**Stated task 1:** Copy the passage of the golf game text below between "Part 2: build" and "a object library)", inclusive.
**Stated task 2:** In the golf game text below, why does the developer say you will need to hand code trig algorithms?

**Source text:**
***

This is reasonably straight forward - you need to record the
co-ordinate of the hole and ball.
Every time the player hits the ball you make a calculation
based on the strength of the swing, the club and the direction
- to work out where the ball will end up and then animate
the balls movement. You keep a track on the distance between
the ball and the hole and when this is zero - you know the
player has knocked it in!
This can all be done using basic trig functions - the only
problem is that flash 4 doesn't support trig or even squareroot
- so you will need to hand code trig algorithms. Actually
since I developed this a few developers have provided trig
libraries for flash 4 which saves a lot of time - check out
http://www.moock.org/webdesign/flash/ or the Macromedia support
site.
Part 2: build the player.
I videoed a golfer doing a few swings and puts
I then brought the digital video into a video editing app
- and pulled out key scenes - to represent the swing - eg:
for a swing I had about 300 frames - but many of these looked
the same - I pulled out about 16 key frames.
Each scene was exported as a bitmap - and brought into fireworks
3 - I masked and removed the background, cleaned up the edges
and exported as transparent png images which were brought
into flash and sequenced up as a movie clip
( the other graphic elements were just
done with a digital camera - except the trees which are from
a object library)
Part 3:
Build the main 3d perspective of the course.

***

**Supplied data:**
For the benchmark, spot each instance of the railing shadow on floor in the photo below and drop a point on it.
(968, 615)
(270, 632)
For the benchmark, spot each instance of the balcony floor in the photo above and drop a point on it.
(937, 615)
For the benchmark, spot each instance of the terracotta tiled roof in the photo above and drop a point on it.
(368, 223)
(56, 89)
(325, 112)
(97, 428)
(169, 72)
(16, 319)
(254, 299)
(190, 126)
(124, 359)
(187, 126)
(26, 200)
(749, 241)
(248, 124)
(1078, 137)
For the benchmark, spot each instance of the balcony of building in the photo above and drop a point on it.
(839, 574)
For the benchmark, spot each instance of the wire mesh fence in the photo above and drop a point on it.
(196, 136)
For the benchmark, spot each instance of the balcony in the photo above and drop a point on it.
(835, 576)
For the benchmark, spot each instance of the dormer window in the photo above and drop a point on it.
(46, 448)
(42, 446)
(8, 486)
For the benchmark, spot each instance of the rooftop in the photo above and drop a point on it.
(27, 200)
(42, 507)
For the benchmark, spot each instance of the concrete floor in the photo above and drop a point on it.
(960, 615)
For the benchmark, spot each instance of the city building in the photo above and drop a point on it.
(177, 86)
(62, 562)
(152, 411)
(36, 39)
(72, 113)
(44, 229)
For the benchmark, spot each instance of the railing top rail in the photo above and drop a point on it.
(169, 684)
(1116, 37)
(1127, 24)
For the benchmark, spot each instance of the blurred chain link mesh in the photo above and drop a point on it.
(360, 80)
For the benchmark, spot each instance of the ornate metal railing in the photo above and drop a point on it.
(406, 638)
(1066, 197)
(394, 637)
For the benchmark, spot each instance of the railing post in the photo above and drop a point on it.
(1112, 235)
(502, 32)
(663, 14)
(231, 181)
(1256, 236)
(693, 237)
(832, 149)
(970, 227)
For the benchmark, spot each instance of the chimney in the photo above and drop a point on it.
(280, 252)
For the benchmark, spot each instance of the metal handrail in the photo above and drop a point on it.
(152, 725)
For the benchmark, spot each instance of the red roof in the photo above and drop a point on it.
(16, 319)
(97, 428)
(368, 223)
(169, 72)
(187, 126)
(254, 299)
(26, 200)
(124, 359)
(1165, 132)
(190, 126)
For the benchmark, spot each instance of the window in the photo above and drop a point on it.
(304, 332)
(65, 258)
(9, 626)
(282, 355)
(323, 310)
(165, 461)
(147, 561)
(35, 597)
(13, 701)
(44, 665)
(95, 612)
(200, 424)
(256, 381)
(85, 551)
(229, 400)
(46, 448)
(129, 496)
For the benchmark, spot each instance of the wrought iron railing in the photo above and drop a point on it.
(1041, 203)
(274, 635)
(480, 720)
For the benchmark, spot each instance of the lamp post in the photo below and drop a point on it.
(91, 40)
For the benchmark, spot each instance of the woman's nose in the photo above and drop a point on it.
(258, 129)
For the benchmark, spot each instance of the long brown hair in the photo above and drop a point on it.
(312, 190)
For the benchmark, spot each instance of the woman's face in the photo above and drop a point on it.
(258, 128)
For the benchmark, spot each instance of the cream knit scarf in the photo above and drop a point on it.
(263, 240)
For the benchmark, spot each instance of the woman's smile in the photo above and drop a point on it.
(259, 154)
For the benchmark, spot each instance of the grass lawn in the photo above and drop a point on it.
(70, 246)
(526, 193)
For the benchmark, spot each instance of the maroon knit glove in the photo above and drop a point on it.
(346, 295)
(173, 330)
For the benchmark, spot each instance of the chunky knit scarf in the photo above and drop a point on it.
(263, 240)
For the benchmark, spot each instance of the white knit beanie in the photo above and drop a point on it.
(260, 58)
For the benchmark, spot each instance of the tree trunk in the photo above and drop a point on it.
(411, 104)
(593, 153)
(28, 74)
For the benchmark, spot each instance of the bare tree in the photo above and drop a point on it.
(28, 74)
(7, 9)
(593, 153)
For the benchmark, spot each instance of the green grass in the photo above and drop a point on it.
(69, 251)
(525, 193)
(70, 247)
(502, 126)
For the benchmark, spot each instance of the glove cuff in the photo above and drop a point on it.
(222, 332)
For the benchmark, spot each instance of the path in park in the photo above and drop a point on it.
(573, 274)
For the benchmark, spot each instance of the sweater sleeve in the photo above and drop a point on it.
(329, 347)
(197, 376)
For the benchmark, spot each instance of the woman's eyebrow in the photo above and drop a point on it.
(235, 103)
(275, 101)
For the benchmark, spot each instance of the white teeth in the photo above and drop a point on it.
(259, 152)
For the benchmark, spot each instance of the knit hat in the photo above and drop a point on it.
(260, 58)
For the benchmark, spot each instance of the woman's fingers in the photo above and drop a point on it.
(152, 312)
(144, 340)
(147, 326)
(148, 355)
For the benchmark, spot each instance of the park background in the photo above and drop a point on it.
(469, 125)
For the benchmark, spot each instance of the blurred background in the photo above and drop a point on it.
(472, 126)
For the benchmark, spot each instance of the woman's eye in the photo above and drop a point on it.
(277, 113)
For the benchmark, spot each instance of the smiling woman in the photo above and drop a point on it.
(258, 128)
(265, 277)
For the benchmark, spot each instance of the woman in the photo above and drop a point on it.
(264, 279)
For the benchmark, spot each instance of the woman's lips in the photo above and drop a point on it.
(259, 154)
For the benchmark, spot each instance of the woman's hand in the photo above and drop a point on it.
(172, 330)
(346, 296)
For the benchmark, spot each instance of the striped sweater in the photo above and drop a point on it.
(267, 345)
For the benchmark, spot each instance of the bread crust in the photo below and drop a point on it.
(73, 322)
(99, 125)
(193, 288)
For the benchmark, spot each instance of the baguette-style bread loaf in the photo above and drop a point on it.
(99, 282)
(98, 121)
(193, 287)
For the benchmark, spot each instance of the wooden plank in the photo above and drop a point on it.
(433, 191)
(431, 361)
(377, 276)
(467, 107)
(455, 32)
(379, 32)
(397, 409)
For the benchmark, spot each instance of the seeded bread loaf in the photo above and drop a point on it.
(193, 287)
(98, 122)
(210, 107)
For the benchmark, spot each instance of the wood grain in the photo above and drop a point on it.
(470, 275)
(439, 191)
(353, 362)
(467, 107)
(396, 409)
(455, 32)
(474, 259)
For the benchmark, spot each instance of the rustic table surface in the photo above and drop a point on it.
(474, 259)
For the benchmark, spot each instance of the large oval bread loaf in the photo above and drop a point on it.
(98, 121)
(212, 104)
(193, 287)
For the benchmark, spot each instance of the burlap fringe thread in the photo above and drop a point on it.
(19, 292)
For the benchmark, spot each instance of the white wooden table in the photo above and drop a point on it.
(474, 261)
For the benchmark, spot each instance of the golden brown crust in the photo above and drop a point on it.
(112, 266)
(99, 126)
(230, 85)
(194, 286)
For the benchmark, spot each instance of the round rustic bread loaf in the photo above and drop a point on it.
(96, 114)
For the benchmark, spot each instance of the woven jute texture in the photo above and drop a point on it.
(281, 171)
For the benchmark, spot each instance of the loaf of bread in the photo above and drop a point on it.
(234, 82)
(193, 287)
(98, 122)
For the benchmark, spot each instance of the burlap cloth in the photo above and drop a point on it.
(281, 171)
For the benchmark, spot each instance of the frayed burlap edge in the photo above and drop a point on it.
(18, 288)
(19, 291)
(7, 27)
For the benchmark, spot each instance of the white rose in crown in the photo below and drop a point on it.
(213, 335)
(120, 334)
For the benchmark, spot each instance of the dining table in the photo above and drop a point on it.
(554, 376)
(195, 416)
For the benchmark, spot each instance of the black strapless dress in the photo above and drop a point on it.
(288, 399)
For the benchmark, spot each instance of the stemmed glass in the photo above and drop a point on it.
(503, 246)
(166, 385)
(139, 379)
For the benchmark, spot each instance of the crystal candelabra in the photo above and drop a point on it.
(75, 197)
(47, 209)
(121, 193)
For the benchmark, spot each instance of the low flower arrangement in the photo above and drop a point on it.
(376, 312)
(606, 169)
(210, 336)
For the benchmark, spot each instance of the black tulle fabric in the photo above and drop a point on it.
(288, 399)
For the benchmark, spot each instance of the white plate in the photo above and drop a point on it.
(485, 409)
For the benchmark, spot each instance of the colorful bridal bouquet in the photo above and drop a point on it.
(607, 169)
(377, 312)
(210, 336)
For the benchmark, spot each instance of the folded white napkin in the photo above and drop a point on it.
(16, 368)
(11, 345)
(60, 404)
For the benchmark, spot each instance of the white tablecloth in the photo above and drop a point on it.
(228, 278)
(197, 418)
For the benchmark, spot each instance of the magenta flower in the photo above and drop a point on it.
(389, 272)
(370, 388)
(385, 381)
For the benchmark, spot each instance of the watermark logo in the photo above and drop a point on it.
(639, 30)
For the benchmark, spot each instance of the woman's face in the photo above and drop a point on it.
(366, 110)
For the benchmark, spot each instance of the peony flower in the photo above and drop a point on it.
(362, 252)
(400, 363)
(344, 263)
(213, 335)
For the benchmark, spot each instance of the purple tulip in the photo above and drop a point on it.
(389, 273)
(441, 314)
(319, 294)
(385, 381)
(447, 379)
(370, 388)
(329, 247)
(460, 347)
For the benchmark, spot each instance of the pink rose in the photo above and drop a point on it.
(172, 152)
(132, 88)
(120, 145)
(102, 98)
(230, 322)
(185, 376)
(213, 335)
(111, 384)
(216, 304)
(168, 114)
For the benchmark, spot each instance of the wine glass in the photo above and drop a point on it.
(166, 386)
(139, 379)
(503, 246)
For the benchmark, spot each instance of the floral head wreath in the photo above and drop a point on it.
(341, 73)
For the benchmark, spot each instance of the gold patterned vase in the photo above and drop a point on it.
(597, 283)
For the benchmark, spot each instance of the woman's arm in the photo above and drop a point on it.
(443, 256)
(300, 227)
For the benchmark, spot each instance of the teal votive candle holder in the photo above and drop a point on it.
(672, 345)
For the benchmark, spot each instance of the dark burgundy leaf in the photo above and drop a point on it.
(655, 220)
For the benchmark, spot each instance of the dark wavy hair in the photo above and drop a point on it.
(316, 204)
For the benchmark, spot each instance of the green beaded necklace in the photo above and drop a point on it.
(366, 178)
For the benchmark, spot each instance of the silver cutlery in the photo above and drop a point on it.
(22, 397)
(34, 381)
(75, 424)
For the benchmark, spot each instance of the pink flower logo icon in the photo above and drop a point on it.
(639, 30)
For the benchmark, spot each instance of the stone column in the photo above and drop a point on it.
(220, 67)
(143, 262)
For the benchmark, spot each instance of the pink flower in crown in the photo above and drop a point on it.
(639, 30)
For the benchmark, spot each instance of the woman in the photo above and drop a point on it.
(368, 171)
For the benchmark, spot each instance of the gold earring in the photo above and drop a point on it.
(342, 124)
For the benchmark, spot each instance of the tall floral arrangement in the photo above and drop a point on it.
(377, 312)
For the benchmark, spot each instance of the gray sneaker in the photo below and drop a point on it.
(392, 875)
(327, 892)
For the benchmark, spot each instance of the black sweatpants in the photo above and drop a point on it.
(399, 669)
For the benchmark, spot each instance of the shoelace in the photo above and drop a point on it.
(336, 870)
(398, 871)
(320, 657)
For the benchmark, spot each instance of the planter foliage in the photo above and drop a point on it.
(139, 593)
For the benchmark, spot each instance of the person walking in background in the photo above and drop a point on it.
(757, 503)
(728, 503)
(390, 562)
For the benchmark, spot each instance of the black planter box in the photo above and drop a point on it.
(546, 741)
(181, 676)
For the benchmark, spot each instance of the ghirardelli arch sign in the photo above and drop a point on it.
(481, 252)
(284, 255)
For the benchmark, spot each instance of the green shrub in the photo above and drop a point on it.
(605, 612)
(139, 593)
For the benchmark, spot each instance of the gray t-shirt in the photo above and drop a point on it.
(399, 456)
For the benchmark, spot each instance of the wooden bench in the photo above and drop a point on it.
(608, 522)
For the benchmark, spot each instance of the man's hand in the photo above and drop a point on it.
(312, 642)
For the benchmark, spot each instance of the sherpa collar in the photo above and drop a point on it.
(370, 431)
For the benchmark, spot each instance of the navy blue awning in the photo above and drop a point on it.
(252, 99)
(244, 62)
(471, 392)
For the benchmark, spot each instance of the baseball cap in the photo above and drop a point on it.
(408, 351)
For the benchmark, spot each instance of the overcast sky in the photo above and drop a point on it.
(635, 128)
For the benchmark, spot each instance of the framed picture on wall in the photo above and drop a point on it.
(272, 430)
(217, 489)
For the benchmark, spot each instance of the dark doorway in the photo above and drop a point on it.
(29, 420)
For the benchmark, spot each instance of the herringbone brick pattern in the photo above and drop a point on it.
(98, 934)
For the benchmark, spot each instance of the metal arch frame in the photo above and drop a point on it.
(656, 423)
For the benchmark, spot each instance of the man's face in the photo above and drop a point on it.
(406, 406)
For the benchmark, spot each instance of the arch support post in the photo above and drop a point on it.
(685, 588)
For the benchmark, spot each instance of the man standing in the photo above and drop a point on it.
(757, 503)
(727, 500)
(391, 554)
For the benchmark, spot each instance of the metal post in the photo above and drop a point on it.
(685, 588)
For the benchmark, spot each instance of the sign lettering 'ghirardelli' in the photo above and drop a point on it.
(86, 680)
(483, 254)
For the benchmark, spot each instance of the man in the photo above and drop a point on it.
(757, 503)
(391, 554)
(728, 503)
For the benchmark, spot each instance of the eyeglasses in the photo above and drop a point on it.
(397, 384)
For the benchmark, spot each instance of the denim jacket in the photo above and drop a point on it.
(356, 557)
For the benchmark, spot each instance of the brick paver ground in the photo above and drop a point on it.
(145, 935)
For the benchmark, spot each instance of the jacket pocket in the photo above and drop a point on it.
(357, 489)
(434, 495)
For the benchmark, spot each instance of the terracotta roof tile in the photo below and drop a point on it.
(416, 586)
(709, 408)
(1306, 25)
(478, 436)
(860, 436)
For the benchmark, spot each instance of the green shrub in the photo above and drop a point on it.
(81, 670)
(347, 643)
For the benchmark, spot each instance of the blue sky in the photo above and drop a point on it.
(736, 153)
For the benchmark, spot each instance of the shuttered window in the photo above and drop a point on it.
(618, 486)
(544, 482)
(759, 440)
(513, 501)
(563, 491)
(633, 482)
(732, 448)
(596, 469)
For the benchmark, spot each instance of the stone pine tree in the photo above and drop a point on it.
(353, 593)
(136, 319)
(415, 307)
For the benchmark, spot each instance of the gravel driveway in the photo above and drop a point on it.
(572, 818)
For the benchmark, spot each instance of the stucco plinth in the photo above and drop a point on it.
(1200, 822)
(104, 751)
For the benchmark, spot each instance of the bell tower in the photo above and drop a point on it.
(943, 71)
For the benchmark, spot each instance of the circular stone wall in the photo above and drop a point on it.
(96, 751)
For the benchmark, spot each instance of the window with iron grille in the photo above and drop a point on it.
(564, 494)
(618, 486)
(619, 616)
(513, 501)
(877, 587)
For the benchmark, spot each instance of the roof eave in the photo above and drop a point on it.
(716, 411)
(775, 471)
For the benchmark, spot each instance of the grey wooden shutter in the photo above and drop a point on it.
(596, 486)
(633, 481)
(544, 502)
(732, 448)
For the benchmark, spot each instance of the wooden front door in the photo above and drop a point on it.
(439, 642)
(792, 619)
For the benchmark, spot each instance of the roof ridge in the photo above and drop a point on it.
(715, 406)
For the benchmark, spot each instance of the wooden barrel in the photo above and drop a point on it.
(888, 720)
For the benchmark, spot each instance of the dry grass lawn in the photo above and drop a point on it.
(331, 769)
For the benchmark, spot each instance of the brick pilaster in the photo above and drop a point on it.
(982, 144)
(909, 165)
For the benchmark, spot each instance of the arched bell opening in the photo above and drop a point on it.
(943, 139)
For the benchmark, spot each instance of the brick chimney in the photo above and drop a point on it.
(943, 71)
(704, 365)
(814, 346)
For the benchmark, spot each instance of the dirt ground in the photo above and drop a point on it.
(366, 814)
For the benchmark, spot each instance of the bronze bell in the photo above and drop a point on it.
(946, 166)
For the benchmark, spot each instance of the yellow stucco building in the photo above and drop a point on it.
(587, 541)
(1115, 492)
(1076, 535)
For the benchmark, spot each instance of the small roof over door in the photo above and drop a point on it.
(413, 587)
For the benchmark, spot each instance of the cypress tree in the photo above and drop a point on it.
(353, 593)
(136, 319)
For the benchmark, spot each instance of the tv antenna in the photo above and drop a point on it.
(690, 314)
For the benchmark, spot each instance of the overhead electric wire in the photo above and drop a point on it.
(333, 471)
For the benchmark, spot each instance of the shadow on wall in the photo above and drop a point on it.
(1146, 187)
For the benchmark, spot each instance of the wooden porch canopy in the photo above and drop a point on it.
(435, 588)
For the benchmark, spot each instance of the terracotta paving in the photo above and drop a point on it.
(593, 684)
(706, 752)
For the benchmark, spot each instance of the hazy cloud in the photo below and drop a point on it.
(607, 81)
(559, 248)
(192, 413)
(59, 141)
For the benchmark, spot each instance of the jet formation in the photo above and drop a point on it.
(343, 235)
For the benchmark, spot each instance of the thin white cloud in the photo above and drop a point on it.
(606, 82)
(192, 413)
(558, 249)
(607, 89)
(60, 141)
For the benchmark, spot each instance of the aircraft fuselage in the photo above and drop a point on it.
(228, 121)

***

**Task answer 1:**
Part 2: build the player.
I videoed a golfer doing a few swings and puts
I then brought the digital video into a video editing app
- and pulled out key scenes - to represent the swing - eg:
for a swing I had about 300 frames - but many of these looked
the same - I pulled out about 16 key frames.
Each scene was exported as a bitmap - and brought into fireworks
3 - I masked and removed the background, cleaned up the edges
and exported as transparent png images which were brought
into flash and sequenced up as a movie clip
( the other graphic elements were just
done with a digital camera - except the trees which are from
a object library)

**Task answer 2:** The ball's movement and its distance from the hole are worked out with basic trig functions. Flash 4 doesn't support trig or even square root, so those algorithms have to be written by hand.